[START OF Selected excerpt]

There is a large motor vessel at the Jib Room's fuel dock. We will try to get over there in the morning to square away our check in and get diesel. If the Jib Room does not work, then we will figure it out at another one of these marinas. Once checked in, we can go about our other business, the first priority of which is to get a phone operational and get connected to the internet.

In the meantime, our quarantine flag is up, we are showered and ready to have some grub. I am looking forward to a good night's sleep, which will probably come early.

Love to all,

Posted via Ham Radio.

Position Update

Beautiful night, big moon.

Posted via Ham Radio.

Saturday, December 6, 2014

Almost on the banks

We left Jensen Beach about 7:30 this morning and exited out St. Lucie Inlet for Marsh Harbor.
About an hour to the banks should arrive Marsh tomorrow afternoon.

Posted via Ham Radio.

Friday, December 5, 2014

Jensen Beach

That was not the first time we had a short stay in Vero Beach.  There MIGHT be a small weather window that we can squeeze Hold Fast through to get across the Gulf Stream.  I made one more trip to the grocery store, Myron filled our dinghy gas tank with fuel and we said a few goodbyes, slipping the mooring around 11:30. 

Right now, though, the winds are up and the swell is almost five feet not too far offshore.  We are both skeptical as to the weather cooperating with the forecast and letting us proceed.  It seemed prudent, or at least optimistic, to get positioned anyway.  We will check the weather again in the morning.  Skeptical or not, we have hopes for a crossing Saturday, Saturday night, or Sunday.

In the meantime, we plan to finish securing the boat and do our best to get some rest.  Tonight’s dinner will contribute to a good night’s sleep.  The menu was porterhouse steak, sautéed mushrooms, steamed fresh brussel sprouts and french bread.  On the assumption we would go, we grabbed the opportunity to have our last steak meal until we return to the states.

Love to all,

Posted via Mifi.

Thursday, December 4, 2014

Vero Beach Mooring

We arrived at Vero Beach about 11 am, topped off with diesel and water and took a mooring.  We launched the dinghy and were on the bus to the grocery store by noon and back by about 1:30, yet to have eaten a bite all day.  A quick lunch and a short rest and we were off to do more chores, including a couple loads of laundry.  There was also a social gathering at the gazebo.  By the time we finished and returned to the boat, I was ready for a shower, dinner and bed.  I have yet to put away the clean clothes - but I wanted to get out this post.

[END OF Selected excerpt]
[START OF Data for this task]

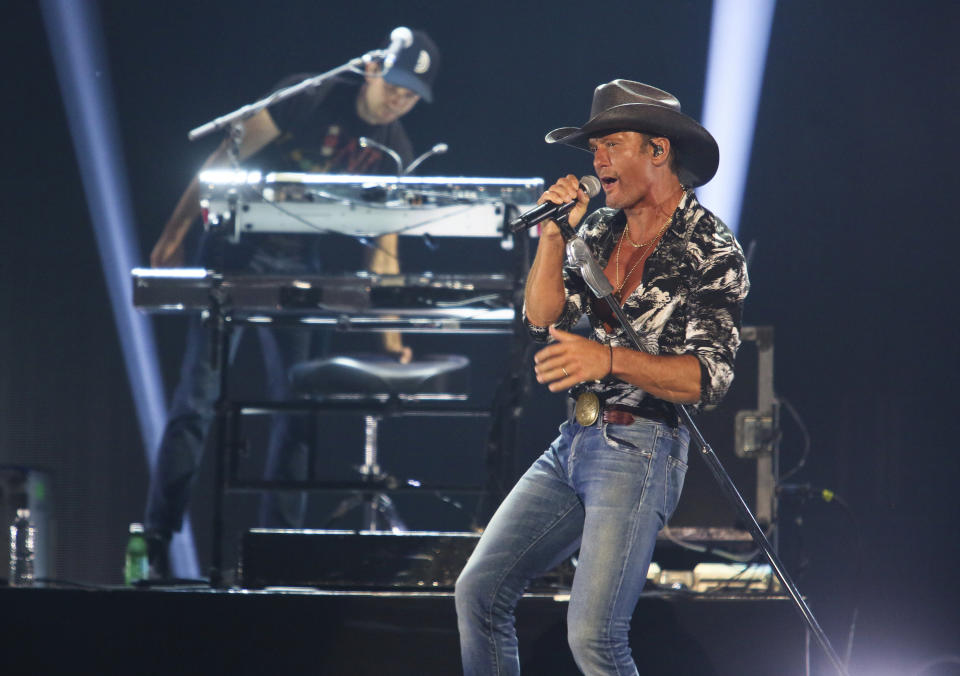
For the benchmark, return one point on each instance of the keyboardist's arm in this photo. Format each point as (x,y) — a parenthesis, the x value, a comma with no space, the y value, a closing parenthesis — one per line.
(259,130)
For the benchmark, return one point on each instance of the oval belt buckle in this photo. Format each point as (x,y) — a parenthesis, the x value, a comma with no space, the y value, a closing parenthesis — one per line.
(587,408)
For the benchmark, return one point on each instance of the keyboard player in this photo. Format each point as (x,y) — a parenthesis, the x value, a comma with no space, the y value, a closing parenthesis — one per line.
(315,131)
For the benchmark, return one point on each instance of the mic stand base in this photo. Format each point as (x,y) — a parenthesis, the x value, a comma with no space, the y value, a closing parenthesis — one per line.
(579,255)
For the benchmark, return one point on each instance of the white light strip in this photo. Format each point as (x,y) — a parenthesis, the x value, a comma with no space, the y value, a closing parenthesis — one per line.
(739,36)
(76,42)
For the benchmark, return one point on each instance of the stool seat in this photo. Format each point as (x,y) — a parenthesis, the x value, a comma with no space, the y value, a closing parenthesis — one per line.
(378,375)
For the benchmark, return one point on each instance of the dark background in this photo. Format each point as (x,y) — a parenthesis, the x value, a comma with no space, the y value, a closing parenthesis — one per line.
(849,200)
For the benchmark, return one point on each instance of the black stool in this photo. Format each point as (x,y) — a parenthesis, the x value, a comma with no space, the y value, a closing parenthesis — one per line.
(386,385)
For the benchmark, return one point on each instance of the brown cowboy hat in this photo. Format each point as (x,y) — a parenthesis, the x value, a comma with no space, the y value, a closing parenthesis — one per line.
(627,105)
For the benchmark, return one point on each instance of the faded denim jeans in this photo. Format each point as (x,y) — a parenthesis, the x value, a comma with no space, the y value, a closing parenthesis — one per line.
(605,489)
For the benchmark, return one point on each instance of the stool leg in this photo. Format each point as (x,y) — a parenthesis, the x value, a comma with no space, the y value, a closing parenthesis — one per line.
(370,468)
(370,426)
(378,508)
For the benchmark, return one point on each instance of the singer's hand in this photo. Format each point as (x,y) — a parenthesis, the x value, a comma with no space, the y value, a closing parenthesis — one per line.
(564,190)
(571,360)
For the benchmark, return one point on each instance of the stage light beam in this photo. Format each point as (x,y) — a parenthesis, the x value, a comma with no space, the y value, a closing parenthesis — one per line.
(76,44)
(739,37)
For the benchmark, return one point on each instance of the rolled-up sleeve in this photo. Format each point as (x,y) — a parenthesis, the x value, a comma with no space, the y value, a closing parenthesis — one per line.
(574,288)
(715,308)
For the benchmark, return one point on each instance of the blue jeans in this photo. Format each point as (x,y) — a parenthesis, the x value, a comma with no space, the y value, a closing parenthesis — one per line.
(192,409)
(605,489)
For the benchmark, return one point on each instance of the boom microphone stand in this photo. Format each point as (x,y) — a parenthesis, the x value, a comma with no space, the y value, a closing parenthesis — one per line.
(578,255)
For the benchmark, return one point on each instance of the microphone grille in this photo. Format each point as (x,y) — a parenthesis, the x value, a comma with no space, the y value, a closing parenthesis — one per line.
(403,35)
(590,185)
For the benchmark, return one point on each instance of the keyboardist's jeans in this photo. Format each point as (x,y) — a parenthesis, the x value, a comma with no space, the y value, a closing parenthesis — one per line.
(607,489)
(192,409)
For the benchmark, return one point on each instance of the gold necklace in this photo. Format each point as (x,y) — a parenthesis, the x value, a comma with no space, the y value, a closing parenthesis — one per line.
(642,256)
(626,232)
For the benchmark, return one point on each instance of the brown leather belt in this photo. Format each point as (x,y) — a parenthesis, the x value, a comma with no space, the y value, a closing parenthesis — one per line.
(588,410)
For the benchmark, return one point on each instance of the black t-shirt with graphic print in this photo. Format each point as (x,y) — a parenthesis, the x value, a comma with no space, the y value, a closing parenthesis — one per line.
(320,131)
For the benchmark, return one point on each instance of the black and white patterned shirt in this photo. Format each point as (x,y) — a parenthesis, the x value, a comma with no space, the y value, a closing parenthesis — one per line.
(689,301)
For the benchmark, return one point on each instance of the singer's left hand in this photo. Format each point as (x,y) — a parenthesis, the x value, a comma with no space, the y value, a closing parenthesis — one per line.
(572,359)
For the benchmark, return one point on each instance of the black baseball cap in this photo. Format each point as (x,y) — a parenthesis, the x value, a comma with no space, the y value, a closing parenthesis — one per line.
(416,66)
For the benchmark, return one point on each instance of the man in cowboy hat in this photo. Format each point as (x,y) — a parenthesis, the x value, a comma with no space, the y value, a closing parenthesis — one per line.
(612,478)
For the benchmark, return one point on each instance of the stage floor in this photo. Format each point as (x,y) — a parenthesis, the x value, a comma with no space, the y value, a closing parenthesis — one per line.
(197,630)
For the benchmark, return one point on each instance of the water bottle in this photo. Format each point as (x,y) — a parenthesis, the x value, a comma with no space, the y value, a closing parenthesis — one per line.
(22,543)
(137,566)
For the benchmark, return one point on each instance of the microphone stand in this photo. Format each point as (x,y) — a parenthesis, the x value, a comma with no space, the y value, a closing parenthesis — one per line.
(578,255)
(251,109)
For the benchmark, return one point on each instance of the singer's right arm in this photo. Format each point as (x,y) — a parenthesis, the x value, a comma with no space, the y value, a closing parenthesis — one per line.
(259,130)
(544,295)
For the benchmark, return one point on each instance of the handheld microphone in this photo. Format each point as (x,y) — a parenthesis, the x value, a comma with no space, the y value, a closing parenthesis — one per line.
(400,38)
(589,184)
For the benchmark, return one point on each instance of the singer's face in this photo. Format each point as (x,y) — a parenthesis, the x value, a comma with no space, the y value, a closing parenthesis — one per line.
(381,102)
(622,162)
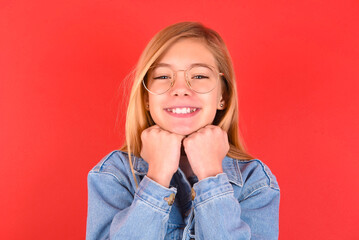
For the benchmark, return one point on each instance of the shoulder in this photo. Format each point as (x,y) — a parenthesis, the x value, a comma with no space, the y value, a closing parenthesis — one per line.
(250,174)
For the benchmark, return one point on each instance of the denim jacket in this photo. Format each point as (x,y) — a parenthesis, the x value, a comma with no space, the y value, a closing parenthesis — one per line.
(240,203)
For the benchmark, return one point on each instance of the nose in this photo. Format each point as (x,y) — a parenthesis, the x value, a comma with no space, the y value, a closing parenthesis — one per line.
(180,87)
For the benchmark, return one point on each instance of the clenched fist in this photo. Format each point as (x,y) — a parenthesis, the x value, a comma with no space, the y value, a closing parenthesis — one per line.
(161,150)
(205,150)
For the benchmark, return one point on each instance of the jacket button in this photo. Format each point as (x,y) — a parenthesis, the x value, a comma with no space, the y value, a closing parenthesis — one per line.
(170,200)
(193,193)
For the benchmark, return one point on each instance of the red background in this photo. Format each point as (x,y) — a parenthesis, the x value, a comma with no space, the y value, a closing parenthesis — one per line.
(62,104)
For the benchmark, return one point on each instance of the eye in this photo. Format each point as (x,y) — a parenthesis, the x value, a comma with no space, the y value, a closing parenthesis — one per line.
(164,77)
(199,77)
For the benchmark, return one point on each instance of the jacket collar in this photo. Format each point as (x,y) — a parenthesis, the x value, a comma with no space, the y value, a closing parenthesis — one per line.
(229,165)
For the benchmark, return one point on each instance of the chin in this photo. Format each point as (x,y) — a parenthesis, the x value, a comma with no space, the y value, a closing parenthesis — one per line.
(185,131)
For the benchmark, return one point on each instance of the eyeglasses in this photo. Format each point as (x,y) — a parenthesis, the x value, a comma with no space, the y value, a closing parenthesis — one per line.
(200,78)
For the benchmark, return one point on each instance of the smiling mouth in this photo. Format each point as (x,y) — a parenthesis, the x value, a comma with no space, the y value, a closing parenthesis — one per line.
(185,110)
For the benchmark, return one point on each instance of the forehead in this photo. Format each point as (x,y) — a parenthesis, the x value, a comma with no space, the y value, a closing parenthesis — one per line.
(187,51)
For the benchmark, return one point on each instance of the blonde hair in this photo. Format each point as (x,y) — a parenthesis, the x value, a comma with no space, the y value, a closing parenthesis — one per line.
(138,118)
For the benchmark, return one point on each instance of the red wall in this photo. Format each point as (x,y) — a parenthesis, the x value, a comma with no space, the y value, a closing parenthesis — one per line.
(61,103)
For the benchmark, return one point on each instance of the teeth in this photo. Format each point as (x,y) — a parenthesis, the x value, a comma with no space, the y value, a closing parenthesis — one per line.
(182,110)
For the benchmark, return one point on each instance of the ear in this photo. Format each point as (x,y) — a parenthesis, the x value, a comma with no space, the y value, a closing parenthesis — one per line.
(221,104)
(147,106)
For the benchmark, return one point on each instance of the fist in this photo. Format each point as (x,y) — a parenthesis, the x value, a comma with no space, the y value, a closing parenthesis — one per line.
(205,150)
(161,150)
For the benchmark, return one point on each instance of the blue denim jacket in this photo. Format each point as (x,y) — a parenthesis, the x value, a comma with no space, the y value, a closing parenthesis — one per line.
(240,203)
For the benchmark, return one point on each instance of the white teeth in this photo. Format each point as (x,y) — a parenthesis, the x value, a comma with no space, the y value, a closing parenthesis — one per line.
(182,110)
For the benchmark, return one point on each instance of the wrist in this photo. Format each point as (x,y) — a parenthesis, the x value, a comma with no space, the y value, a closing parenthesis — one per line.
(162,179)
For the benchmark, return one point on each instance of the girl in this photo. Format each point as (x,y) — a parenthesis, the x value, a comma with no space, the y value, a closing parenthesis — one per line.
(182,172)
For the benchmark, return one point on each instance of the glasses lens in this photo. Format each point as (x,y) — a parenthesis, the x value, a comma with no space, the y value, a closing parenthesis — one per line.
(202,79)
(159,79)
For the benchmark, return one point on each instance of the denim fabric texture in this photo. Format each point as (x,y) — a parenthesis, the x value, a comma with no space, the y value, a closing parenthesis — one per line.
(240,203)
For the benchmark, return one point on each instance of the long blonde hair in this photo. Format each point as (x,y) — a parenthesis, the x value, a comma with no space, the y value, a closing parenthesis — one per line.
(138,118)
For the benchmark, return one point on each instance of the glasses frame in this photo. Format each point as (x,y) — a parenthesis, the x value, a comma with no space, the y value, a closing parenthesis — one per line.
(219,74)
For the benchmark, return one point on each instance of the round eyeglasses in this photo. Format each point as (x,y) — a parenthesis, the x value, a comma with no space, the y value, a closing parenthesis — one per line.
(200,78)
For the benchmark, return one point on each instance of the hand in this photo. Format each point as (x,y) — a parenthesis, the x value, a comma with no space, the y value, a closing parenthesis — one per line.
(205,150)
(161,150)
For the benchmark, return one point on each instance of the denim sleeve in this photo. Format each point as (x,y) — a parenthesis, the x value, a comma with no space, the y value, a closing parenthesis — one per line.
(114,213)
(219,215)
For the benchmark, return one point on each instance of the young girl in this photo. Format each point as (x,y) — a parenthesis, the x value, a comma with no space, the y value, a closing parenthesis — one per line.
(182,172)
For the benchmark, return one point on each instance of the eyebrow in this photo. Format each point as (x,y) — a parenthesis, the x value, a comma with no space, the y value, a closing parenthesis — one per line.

[END OF Data for this task]

#### Instructions
1. In the sailing blog, at about what time did the crew leave Jensen Beach for Marsh Harbor?
2. Arrange the records, starting at the line that contains "the denim sleeve" and ending at the end of the records, as a JSON list of strings with one string per line and blank lines left out.
The records have no connection to the text.

#### Replies
1. About 7:30 in the morning.

2.
[
  "For the benchmark, return one point on each instance of the denim sleeve in this photo. Format each point as (x,y) — a parenthesis, the x value, a comma with no space, the y value, a closing parenthesis — one per line.",
  "(114,213)",
  "(219,215)",
  "For the benchmark, return one point on each instance of the young girl in this photo. Format each point as (x,y) — a parenthesis, the x value, a comma with no space, the y value, a closing parenthesis — one per line.",
  "(182,172)",
  "For the benchmark, return one point on each instance of the eyebrow in this photo. Format each point as (x,y) — a parenthesis, the x value, a comma with no space, the y value, a closing parenthesis — one per line."
]